● **What you will do**:
**1)** Name every news outlet that the report on the Accra floods cites as a source.
**2)** Answer these questions from the report on the Accra floods:
(a) How many people were killed, at minimum?
(b) What kind of factory caught fire during the flooding?
(c) What replaced the soil and vegetation that once absorbed rainwater?
**3)** Write the next part of the report on the Accra floods, picking up after its final sentence.

At least 12 people have been killed after heavy rainfall triggered widespread flooding across Accra, with the Alajo neighbourhood among the worst-affected areas. Homes, roads, and vehicles were submerged as the city's drainage system was overwhelmed by the deluge, according to Reuters.

The Greater Accra Regional Fire Service and Ghana's National Disaster Management Organisation (NADMO) launched rescue operations as floodwaters spread through multiple districts, AP News and Reuters reported on June 29. A travel warning was issued for the capital as responders worked to reach stranded residents.

The crisis deepened when a rubber factory in Accra caught fire during the flooding. Standing water severely hampered firefighters' access to the site, Al Jazeera reported. With two emergencies unfolding simultaneously, response teams stretched thin — NADMO and fire services were already under strain from the sheer scale of the flooding.

Why Accra Floods Like This

Accra's flooding problem runs deep. The city has grown rapidly over recent decades, with much of that growth happening in informal settlements — neighbourhoods built without formal planning or infrastructure investment. As the city expanded, concrete and buildings replaced soil and vegetation that once absorbed rainwater. The result: water that should soak into the ground instead flows across streets and into homes.

● **Excerpts of pointing data**:
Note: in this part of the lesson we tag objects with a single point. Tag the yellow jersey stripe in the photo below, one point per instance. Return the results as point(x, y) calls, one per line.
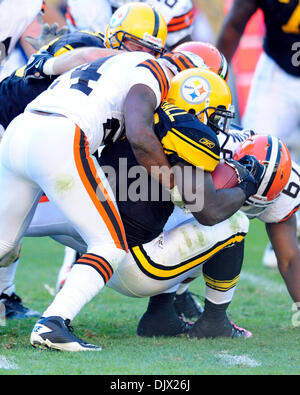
point(220, 285)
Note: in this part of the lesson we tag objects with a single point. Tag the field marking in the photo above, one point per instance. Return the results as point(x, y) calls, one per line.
point(239, 360)
point(6, 364)
point(269, 285)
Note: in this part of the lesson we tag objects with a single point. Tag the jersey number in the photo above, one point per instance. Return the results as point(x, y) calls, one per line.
point(84, 76)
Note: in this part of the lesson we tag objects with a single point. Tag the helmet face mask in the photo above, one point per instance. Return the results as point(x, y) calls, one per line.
point(140, 24)
point(211, 56)
point(219, 119)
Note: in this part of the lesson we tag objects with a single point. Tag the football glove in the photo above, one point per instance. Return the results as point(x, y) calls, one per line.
point(35, 64)
point(246, 180)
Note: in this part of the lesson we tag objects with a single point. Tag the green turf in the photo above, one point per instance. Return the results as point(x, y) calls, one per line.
point(261, 304)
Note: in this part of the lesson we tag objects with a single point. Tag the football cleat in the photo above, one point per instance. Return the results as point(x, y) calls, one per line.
point(14, 308)
point(269, 258)
point(207, 329)
point(187, 307)
point(56, 333)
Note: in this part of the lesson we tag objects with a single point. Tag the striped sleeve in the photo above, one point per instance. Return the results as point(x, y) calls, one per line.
point(202, 153)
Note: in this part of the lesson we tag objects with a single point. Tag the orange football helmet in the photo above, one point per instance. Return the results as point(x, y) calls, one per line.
point(212, 57)
point(271, 152)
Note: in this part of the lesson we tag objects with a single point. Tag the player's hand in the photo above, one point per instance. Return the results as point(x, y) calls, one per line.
point(48, 34)
point(34, 67)
point(253, 165)
point(247, 182)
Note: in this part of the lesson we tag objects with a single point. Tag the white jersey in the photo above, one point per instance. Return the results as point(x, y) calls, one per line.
point(93, 95)
point(288, 201)
point(15, 17)
point(179, 16)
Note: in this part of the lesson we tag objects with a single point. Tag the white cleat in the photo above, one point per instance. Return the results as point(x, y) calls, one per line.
point(269, 258)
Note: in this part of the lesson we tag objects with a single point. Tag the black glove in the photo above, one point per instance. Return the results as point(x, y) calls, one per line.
point(47, 35)
point(35, 64)
point(247, 181)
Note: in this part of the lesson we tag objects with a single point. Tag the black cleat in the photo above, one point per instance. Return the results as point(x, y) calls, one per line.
point(205, 329)
point(187, 307)
point(14, 308)
point(162, 325)
point(56, 333)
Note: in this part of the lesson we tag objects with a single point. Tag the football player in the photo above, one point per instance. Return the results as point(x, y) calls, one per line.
point(17, 90)
point(170, 124)
point(277, 73)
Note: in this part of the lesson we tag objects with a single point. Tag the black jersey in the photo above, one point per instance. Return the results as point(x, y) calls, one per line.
point(282, 19)
point(16, 93)
point(145, 216)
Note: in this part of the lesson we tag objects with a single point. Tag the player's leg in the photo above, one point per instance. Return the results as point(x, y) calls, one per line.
point(271, 107)
point(221, 275)
point(79, 189)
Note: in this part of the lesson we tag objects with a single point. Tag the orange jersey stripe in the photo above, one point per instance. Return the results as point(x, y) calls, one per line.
point(159, 74)
point(100, 260)
point(111, 217)
point(99, 264)
point(43, 199)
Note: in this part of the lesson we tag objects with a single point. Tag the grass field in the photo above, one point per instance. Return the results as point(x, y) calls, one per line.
point(261, 304)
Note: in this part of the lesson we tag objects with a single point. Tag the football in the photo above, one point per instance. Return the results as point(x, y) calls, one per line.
point(224, 176)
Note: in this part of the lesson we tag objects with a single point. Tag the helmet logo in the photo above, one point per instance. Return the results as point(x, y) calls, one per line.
point(195, 90)
point(118, 17)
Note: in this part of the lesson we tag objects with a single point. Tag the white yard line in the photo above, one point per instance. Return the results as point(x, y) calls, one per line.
point(7, 364)
point(238, 360)
point(50, 290)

● **Outputs in order**:
**1)** Reuters, AP News, Al Jazeera

**2)**
(a) At least 12
(b) A rubber factory
(c) Concrete and buildings

**3)**
The drainage systems designed decades ago are undersized for today's population. The Odaw River basin, which drains much of the capital, repeatedly floods when heavy rains arrive. Low-lying areas like Alajo take the brunt of the damage. Over the past decade, such flooding has become more frequent and more severe — a pattern documented by Ghanaian authorities and climate adaptation specialists.

What Comes Next

The broader context here matters for understanding what Ghana faces. NADMO has drawn criticism for responding to floods after they happen rather than preventing them in the first place. Each year brings similar scenes — evacuations, casualties, homes destroyed — and each time, city planners and national officials face fresh pressure to invest in modern drainage and enforce building codes in areas that flood regularly. A major industrial fire hitting during an active flood emergency will likely intensify that debate, particularly questions about where factories should be sited and whether fire services have adequate access to flood-prone areas.